[Rows from a pointing dataset]
######
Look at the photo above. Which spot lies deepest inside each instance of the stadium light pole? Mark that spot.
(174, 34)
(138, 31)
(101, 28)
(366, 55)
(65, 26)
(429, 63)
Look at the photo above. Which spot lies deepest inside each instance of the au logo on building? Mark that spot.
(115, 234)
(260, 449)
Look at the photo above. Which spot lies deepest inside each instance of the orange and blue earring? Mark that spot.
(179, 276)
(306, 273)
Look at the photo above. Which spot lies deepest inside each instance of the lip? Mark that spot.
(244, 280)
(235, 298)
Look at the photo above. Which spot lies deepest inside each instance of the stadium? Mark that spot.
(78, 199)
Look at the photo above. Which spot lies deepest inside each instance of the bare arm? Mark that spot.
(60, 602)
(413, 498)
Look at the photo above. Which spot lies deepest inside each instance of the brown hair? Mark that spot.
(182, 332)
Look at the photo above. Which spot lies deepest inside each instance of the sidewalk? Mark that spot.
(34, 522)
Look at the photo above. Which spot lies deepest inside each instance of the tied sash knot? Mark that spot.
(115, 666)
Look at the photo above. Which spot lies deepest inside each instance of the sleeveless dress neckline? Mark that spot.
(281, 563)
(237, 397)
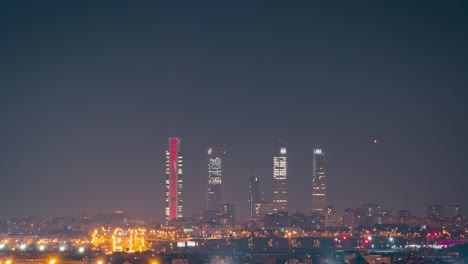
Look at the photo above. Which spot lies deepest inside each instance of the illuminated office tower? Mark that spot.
(319, 186)
(173, 180)
(214, 195)
(280, 178)
(254, 194)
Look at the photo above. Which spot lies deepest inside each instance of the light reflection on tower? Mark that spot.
(214, 194)
(280, 178)
(319, 182)
(174, 180)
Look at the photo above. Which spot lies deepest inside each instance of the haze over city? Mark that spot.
(90, 94)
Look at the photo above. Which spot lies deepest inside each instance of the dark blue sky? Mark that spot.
(91, 92)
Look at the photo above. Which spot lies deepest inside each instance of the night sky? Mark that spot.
(91, 91)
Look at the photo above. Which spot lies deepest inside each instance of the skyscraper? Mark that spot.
(254, 194)
(319, 182)
(173, 180)
(280, 178)
(214, 195)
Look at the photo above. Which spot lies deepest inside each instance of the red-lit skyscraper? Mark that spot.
(173, 180)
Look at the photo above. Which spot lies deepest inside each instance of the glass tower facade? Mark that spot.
(319, 185)
(214, 193)
(254, 194)
(280, 178)
(174, 181)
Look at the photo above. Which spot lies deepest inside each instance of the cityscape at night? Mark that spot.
(233, 132)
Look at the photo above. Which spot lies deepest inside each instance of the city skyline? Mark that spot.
(90, 94)
(214, 198)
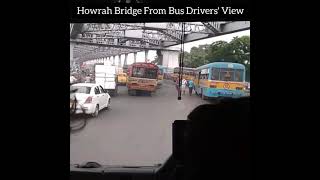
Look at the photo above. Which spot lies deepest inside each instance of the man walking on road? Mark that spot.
(184, 86)
(190, 85)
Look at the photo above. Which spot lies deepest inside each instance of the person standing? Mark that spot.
(88, 79)
(190, 85)
(184, 86)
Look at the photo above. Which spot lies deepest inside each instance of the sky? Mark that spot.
(187, 46)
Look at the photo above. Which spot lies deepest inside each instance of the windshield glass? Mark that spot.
(142, 72)
(126, 120)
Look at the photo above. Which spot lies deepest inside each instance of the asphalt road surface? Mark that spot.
(135, 131)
######
Produce an exact copy of each line of data, skipping embedded images.

Look at the photo above. Which spot lies deepest inside each instance of the stadium light pole? Mark that spot.
(174, 34)
(138, 31)
(101, 28)
(366, 55)
(65, 26)
(429, 63)
Look at the photo above. Which spot lies deepest inside each instance of the au logo on building? Mark that spot.
(115, 234)
(260, 449)
Look at the photo above. Which spot lies deepest inside each instance of the orange and blue earring? Mark that spot.
(179, 276)
(306, 273)
Look at the photo above. Which spot lies deepest inside each instance of the lip? Mark that spot.
(244, 280)
(235, 298)
Look at the photo above. Which spot lies deepest inside each instance of the stadium? Mark that spot.
(78, 199)
Look at the photo above. Which spot lies deepest inside each instance of the bare arm? Mark that spot.
(60, 602)
(413, 498)
Look at the photo above. Which spot lies deepest inside each instance of the brown hair? Mark that spot.
(182, 332)
Look at the photo above. Which spot lies deepest inside each instance of the sidewalk? Mark that spot.
(34, 522)
Look at the photo above. Which spot lies deepest inside each instance of the tied sash knot? Mark that spot.
(115, 666)
Look at the photo above. Which spot lies deepest inside each instance of the sleeveless dress neckline? Mark that spot.
(281, 563)
(237, 397)
Look at the photo above. Which spot lies deepest inside each instance of the illuminated office tower? Mark that spot.
(319, 186)
(173, 180)
(214, 195)
(280, 178)
(254, 194)
Look at the photo above. Which spot lies deepest inside each instance of the light reflection on tower? Mark that spot.
(214, 194)
(280, 178)
(319, 182)
(174, 180)
Look at the photo above. Which spot lies deepest inside each instance of the haze over city? Mark that spot.
(90, 94)
Look at the photo above. Which spot lies deepest inside each instance of the dark blue sky? Mark that spot.
(91, 92)
Look at the photo above. Which spot lies deepest inside each instance of the night sky? Mark that spot.
(91, 91)
Look at the photo above. Which spot lies deepest inside each instance of the skyscraper? Mark that spot.
(254, 194)
(319, 182)
(173, 180)
(280, 178)
(214, 195)
Look at the photo above. Which spot lies deepest inside each instance of the red-lit skyscraper? Mark that spot.
(173, 180)
Look at the photo above. Which spot lies deepest inside each instance of the glass tower facade? Mark that spot.
(319, 185)
(214, 193)
(254, 194)
(280, 178)
(174, 181)
Look at the photo above. Which spot lies deepest inside each instance of the cityscape at night? Mark that spot.
(233, 132)
Look at the photo above. Which spot lies deepest inside each instance of the city skyline? Mark that spot.
(90, 94)
(214, 198)
Look at the photo above. Which spot lies deepest inside each instance of the man walking on road? Mark that spot.
(184, 86)
(190, 85)
Look at the photo above. Which spot lies deepest inside each instance of the person standing? Mark that spot.
(88, 79)
(190, 85)
(184, 86)
Look at the photo above. Which spot lies deepest inside each instance of the sky? Mark that spot.
(187, 46)
Look at the photo above. Which spot lies deepest inside each instance of the windshield glass? Mark that spot.
(142, 72)
(126, 120)
Look at the photo above. Which spot lies deepest inside each instance of the asphalt road surface? Mark that spot.
(135, 131)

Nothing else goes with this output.